Document extract:
Adlon loved it. It wasn’t your typical ad for a TV comedy about a mom raising kids, but that’s exactly what Better Things isn’t. In the decidedly unvarnished, Emmy-nominated FX show based on her own life, Adlon plays Sam Fox, a divorced actress raising three daughters. She drinks, works, nurtures, dates and kvetches in equal, eloquent measure; reviewers have likened her unapologetic foul-mouthed rants (on family, suitors, and life in general) to comic arias. “My show is my flaws and the weird things about me that have kept me going — and also kept me from achieving,” says Adlon.
What got her going in the first place was her dad. Don Segall was a journeyman writer and producer for TV, as well as comic books and pulp fiction. Adlon grew up on sound stages in New York and L.A. telling jokes and warming up audiences, knowing it was the world she wanted to remain a part of. She did radio voiceover work at nine, and decided at 11 that having an agent sounded like the most fun ever. She read one spot for a Tide commercial and was signed immediately.
She landed her first feature (Grease 2) at 16 and a recurring role on iconic ’80s sitcom The Facts of Life the following year. She often played androgynous characters (Bad Manners, Willy/Milly), tomboys, or actual boys, once auditioning – successfully – for The Redd Foxx Show disguised as “Paul Segall.”

Task description: Reproduce the stretch of the Better Things passage from "What got her" through "was signed immediately.". The entries that follow are independent material and are not connected to the text about Pamela Adlon and Better Things.

[Region annotation entries]
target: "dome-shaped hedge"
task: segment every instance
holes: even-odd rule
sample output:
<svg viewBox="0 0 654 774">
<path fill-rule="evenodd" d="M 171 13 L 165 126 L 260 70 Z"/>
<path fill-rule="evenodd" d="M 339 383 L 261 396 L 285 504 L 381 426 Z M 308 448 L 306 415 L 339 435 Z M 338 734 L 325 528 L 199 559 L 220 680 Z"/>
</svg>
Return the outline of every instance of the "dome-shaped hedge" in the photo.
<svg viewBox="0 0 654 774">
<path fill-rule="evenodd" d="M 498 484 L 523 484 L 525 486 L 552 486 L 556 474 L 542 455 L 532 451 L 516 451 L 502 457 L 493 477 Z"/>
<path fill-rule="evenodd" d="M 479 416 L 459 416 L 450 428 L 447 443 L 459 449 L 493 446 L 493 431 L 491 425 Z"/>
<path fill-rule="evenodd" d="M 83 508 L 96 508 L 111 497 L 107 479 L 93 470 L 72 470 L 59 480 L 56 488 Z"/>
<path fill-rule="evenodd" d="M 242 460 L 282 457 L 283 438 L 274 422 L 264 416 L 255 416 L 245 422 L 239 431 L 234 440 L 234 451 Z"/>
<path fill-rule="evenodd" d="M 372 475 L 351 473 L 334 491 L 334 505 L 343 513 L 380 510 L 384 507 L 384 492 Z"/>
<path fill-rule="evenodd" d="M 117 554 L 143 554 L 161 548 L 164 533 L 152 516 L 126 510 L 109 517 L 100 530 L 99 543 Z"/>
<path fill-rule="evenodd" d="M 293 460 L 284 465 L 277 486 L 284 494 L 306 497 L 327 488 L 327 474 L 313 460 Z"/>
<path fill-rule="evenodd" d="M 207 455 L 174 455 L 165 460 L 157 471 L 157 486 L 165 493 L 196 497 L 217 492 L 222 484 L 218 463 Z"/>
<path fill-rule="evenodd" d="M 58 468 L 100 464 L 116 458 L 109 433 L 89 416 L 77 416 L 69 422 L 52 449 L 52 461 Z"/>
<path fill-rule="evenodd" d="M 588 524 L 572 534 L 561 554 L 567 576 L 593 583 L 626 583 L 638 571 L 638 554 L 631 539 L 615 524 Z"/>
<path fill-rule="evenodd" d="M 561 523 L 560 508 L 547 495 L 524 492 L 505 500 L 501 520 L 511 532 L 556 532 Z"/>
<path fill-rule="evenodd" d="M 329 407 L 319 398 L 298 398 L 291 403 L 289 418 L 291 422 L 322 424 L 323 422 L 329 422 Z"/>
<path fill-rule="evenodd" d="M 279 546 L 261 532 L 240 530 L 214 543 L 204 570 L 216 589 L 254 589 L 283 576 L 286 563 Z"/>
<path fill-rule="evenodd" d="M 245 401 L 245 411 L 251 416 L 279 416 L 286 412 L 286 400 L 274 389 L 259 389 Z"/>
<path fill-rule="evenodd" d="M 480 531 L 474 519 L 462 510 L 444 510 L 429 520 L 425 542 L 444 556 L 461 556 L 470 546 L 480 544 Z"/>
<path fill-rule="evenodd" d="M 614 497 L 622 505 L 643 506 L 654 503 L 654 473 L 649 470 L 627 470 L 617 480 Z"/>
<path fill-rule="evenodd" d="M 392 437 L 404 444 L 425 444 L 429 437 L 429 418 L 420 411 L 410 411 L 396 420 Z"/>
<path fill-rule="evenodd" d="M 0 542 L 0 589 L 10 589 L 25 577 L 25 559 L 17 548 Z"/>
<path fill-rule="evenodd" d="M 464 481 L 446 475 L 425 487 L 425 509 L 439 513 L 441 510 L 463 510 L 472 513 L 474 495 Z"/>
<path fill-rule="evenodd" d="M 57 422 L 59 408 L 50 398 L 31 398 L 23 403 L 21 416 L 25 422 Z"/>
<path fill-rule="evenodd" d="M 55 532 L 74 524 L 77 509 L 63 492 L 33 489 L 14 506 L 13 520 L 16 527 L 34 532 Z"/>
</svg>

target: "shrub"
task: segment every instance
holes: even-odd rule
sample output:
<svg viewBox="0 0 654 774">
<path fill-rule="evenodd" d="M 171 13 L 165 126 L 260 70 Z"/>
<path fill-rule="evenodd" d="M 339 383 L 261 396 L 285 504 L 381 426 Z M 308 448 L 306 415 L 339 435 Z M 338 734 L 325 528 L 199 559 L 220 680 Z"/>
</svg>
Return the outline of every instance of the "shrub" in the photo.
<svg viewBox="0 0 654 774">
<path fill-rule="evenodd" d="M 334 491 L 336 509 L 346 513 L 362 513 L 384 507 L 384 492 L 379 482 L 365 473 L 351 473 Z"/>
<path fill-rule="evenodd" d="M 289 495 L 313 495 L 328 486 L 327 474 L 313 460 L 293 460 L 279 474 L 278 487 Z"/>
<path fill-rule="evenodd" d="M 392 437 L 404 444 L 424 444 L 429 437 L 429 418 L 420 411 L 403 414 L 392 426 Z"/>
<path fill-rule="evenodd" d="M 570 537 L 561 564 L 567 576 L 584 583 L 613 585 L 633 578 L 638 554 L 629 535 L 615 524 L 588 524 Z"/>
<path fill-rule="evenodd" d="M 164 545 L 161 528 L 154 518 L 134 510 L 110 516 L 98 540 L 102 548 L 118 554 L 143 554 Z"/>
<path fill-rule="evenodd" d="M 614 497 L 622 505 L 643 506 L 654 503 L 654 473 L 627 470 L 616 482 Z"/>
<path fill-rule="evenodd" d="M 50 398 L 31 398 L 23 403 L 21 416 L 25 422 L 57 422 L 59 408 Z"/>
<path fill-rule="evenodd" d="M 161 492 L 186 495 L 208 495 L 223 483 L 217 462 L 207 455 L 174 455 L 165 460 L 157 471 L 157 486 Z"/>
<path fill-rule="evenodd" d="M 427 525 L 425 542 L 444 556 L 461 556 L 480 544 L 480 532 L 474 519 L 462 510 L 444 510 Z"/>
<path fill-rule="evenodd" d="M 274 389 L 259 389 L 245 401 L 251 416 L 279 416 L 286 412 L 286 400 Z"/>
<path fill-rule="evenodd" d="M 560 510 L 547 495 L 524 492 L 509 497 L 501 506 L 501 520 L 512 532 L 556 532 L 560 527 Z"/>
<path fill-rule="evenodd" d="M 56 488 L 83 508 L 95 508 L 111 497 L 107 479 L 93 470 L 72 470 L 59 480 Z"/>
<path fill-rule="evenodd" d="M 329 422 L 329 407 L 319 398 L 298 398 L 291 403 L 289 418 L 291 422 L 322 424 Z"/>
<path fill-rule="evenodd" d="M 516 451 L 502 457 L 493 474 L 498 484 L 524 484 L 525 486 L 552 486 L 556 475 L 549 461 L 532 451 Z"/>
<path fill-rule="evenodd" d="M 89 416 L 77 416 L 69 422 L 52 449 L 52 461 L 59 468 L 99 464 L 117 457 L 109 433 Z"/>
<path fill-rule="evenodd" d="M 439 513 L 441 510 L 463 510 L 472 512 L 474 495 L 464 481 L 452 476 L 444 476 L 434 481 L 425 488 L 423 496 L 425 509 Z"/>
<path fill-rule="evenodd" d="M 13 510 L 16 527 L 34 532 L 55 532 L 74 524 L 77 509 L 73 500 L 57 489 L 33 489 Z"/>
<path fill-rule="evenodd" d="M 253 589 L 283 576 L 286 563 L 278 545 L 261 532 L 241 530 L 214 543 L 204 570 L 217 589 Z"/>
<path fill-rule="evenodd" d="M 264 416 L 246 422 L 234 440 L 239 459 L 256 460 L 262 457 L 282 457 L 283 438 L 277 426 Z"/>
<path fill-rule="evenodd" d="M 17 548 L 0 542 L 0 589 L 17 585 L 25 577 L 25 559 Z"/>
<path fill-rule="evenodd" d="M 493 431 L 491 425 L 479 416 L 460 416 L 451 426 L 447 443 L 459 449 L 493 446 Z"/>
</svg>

Solved exercise:
What got her going in the first place was her dad. Don Segall was a journeyman writer and producer for TV, as well as comic books and pulp fiction. Adlon grew up on sound stages in New York and L.A. telling jokes and warming up audiences, knowing it was the world she wanted to remain a part of. She did radio voiceover work at nine, and decided at 11 that having an agent sounded like the most fun ever. She read one spot for a Tide commercial and was signed immediately.